======== Supplied entries

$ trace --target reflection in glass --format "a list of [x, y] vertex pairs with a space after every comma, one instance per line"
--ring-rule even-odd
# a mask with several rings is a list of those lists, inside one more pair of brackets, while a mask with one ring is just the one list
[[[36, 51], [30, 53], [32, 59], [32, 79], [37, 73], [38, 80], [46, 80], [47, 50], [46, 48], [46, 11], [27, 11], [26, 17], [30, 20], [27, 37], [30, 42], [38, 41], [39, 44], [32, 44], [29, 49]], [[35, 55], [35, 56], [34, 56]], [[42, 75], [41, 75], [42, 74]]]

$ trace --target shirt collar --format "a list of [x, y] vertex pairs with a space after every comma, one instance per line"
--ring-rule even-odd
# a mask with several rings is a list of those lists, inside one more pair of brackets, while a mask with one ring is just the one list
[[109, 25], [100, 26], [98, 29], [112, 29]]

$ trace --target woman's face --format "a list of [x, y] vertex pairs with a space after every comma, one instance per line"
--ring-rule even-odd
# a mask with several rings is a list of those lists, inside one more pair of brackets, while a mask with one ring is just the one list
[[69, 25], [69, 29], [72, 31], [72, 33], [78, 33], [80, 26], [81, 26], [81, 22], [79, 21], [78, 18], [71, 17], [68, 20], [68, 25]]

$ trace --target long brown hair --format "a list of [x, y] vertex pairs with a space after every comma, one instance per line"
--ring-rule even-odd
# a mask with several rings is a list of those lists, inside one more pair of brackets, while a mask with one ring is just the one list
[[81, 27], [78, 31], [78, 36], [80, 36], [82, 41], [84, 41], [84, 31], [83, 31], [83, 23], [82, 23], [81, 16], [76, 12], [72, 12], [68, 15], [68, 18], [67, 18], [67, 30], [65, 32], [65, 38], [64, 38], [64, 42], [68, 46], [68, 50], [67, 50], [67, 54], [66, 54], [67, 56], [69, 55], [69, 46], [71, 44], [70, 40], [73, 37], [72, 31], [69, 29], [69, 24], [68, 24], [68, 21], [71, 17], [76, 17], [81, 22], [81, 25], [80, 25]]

================
======== Supplied entries

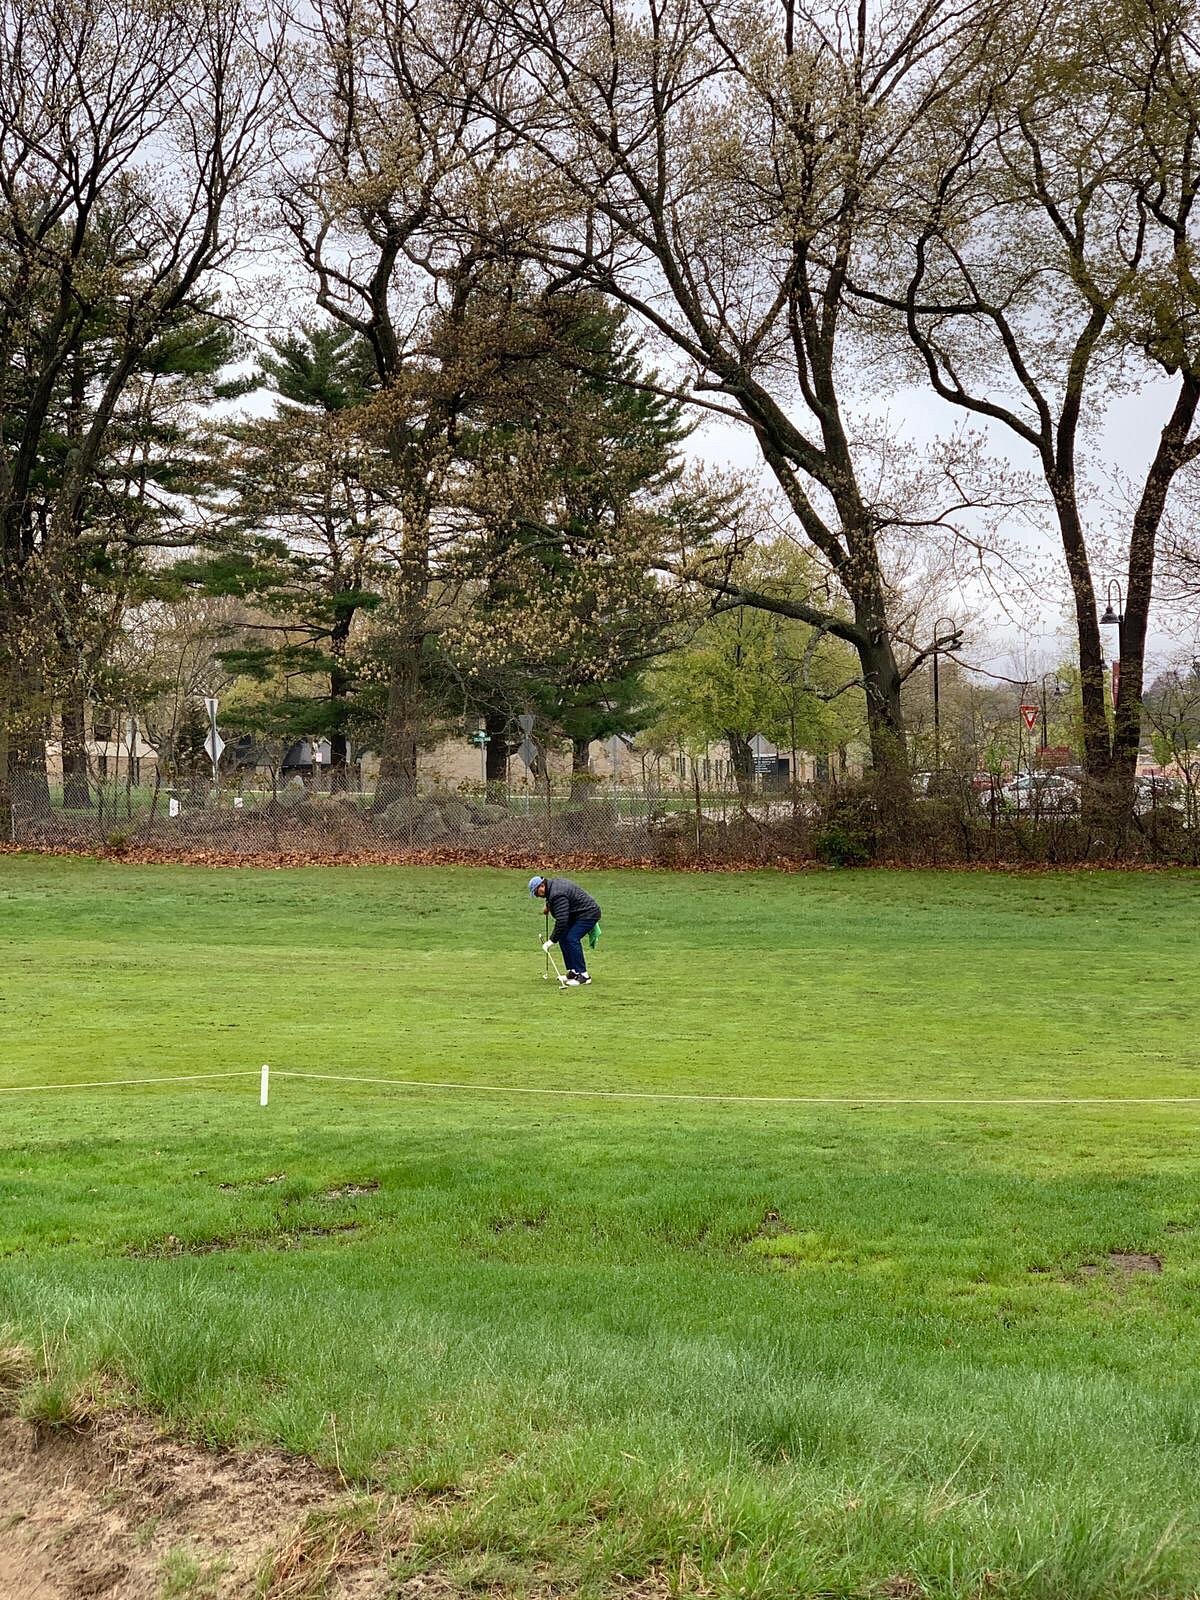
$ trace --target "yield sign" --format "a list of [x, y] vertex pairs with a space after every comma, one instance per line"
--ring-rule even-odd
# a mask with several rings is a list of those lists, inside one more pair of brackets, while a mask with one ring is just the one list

================

=== Exercise requirements ===
Which of the lines in the data contain the string "format"? Return each one.

=== Answer for the task ===
$ trace --target reflection in glass --format "a list of [x, y] vertex pairs with a space after every comma, one instance per line"
$ trace --target shirt collar --format "a list of [x, y] vertex pairs with a space after every comma, one instance per line"
$ trace --target woman's face --format "a list of [x, y] vertex pairs with a space after every comma, one instance per line"
$ trace --target long brown hair --format "a list of [x, y] vertex pairs with a space after every comma, one instance per line"
$ trace --target "yield sign" --format "a list of [x, y] vertex pairs with a space after every comma, one instance per line"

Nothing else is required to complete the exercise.